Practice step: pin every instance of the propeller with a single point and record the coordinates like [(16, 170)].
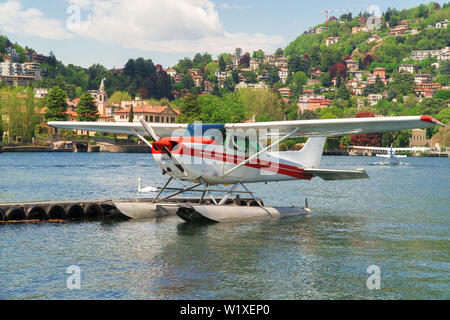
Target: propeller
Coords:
[(155, 137)]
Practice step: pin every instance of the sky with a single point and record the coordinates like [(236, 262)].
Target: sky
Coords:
[(85, 32)]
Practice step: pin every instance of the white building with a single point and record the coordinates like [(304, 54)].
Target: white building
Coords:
[(410, 68), (282, 74), (331, 40), (9, 68), (374, 98)]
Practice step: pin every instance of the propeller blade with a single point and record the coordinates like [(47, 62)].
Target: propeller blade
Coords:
[(155, 137), (149, 129), (175, 162)]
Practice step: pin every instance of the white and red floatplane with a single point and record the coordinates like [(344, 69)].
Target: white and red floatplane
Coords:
[(236, 154)]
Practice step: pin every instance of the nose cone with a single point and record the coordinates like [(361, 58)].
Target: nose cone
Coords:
[(159, 145)]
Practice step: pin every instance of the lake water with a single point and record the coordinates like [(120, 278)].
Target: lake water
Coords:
[(397, 220)]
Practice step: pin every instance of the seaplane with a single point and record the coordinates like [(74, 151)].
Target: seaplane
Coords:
[(209, 158), (391, 157)]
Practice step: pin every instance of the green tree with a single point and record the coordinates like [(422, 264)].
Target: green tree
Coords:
[(442, 94), (131, 114), (56, 105), (119, 96), (188, 82), (190, 110), (222, 63), (343, 92), (87, 110)]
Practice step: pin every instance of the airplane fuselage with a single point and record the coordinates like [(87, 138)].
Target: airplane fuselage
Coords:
[(204, 158)]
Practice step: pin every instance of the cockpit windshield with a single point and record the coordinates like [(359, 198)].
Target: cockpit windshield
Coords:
[(215, 131)]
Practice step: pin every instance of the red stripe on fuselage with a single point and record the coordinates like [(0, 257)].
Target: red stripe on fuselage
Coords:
[(275, 167)]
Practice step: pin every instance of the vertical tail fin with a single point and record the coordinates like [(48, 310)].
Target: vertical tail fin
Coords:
[(311, 153)]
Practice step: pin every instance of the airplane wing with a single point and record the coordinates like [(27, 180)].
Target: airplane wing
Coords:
[(331, 174), (414, 149), (339, 127), (387, 149), (161, 129), (370, 148), (305, 128)]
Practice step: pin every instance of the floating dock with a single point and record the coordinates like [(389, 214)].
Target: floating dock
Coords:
[(187, 208)]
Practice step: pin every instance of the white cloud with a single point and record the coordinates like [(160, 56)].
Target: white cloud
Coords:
[(231, 6), (15, 20), (166, 26)]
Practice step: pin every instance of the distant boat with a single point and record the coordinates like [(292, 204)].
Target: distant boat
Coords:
[(146, 189), (390, 153)]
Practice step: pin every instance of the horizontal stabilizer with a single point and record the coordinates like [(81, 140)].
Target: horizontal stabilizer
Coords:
[(330, 174), (390, 156)]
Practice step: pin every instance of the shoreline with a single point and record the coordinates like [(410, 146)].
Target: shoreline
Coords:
[(145, 149)]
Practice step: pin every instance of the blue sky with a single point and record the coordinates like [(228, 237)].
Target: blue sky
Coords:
[(111, 32)]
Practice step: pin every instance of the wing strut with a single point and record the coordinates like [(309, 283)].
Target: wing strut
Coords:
[(258, 153)]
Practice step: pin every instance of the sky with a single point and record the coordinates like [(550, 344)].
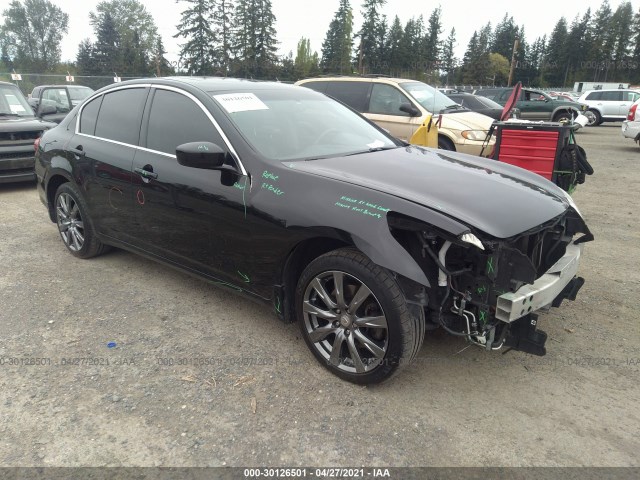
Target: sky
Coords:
[(310, 19)]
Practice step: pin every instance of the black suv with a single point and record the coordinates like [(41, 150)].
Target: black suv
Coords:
[(19, 129)]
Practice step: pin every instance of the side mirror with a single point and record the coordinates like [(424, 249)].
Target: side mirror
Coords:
[(47, 110), (204, 155), (410, 109)]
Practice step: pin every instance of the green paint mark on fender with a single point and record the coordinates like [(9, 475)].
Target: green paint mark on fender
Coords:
[(275, 190), (490, 267), (228, 285), (270, 176), (362, 207)]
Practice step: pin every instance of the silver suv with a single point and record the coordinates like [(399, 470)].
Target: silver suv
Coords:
[(609, 105)]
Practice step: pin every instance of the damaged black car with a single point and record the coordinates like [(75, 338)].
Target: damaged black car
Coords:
[(282, 194)]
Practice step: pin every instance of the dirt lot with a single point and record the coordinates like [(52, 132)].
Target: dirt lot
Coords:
[(252, 395)]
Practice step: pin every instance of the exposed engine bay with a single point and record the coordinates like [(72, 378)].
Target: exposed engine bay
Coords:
[(489, 290)]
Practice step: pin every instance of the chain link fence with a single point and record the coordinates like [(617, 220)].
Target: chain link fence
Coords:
[(27, 81)]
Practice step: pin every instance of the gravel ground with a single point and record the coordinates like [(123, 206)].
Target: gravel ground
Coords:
[(250, 393)]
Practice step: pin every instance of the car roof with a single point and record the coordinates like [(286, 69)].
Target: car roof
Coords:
[(366, 78), (205, 84)]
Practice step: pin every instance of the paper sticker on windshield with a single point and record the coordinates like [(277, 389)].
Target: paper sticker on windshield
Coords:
[(376, 144), (240, 102)]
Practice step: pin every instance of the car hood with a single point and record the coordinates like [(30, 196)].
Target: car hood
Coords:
[(498, 199), (466, 121), (21, 124)]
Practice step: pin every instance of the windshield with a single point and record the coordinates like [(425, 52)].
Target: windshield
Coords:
[(300, 124), (427, 96), (79, 93), (13, 103)]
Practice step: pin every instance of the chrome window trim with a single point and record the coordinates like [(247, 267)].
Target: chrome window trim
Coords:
[(225, 139)]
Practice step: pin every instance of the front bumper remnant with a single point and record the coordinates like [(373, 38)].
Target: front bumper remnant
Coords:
[(558, 281)]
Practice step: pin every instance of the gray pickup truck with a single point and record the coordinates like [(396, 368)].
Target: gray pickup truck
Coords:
[(19, 129), (61, 97)]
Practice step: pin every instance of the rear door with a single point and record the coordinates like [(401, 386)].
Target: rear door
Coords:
[(628, 99), (104, 147), (189, 216)]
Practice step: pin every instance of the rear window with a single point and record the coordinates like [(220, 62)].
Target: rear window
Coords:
[(354, 94), (120, 114)]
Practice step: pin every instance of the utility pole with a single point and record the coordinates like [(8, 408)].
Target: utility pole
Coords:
[(516, 44)]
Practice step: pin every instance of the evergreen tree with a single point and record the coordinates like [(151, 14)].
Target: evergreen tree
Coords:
[(556, 55), (448, 57), (622, 22), (393, 47), (255, 38), (432, 50), (85, 62), (198, 53), (221, 20), (505, 35), (107, 51), (306, 62), (368, 52), (32, 34), (161, 66), (338, 42)]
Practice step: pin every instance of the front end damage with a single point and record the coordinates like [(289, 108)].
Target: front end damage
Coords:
[(489, 290)]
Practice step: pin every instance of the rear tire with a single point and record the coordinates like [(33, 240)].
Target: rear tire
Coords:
[(74, 224), (354, 317), (564, 117), (597, 118)]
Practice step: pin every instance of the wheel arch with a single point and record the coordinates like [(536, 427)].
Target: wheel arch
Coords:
[(54, 181)]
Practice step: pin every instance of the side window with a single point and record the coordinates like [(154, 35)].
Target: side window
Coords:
[(354, 94), (58, 98), (120, 114), (631, 96), (317, 86), (386, 100), (89, 116), (612, 96), (175, 119)]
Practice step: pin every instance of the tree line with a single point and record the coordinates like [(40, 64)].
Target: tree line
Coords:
[(238, 38)]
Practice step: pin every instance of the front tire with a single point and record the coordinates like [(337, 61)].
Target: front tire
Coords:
[(74, 223), (354, 317)]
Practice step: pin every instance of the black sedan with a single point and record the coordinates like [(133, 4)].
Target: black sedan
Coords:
[(479, 104), (290, 197)]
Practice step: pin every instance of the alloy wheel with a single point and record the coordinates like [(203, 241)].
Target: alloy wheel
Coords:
[(345, 322), (70, 222)]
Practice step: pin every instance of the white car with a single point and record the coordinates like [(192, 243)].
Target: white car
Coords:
[(608, 105), (631, 126)]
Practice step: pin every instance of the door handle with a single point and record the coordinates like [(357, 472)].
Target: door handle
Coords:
[(78, 151), (145, 172)]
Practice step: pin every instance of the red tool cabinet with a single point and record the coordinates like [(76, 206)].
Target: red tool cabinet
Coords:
[(535, 147)]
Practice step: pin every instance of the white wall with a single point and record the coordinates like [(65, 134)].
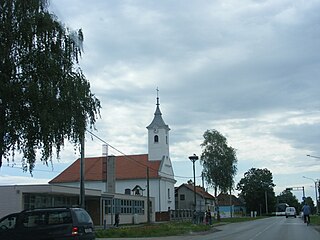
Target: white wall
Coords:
[(10, 200)]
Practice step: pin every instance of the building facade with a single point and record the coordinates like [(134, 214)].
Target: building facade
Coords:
[(128, 173), (184, 198)]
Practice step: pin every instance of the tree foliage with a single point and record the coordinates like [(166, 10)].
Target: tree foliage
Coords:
[(254, 186), (219, 161), (44, 96), (288, 198)]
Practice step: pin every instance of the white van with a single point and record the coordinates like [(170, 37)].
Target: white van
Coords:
[(291, 212)]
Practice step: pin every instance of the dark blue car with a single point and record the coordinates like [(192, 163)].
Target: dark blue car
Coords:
[(48, 223)]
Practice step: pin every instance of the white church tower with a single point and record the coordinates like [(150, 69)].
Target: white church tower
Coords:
[(158, 136)]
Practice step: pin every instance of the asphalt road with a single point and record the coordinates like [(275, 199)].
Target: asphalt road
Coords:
[(274, 228)]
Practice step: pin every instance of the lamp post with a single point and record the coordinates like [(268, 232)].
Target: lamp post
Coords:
[(315, 188), (193, 159), (308, 155)]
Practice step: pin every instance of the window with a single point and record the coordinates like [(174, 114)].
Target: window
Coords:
[(127, 191)]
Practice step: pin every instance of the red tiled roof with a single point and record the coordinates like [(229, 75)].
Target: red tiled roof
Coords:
[(127, 167), (199, 190), (224, 200)]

########################################

Exercise aim:
Rewrite the rows beginning with the line that contains "Practice step: pin every instance of the silver" and continuing through the line that contains "[(376, 144), (240, 102)]". Replace "chain link fence" with "wire mesh fence" and leave everything else unchanged.

Output of the exercise:
Practice step: pin every instance of the silver suv with a single point and record the coordinates like [(399, 470)].
Target: silver suv
Coords:
[(609, 105)]
Practice step: pin every instance of the damaged black car with a single point and record the coordinates like [(75, 338)].
Target: damaged black car
Coords:
[(282, 194)]
Practice step: pin every instance of the dirt lot with a single point and record the coordinates like [(52, 132)].
Target: dirt lot
Coords:
[(252, 395)]
Practice step: pin every instance of the exposed engine bay with a single point and record the coordinates like [(72, 378)].
Target: exposed engine bay
Coords:
[(489, 290)]
Practice step: pin every instance of the wire mesh fence with a single point and record the coordinates like [(617, 220)].
Target: wire mesh fence
Coords:
[(27, 81)]
Practice step: pin every instance of the gravel ground with a single point and record the coordinates like [(123, 206)].
Target: gravel ground
Coords:
[(250, 393)]
Practice step: pin every instance of the car roof with a single point and record the coordinates like [(286, 69)].
Target: car roof
Coords:
[(366, 78), (205, 84)]
Practice step: pin every instance of the paper sticker on windshield with a single point and record the coordinates like [(277, 389)].
Target: paper sticker on windshield
Coords:
[(376, 144), (240, 102)]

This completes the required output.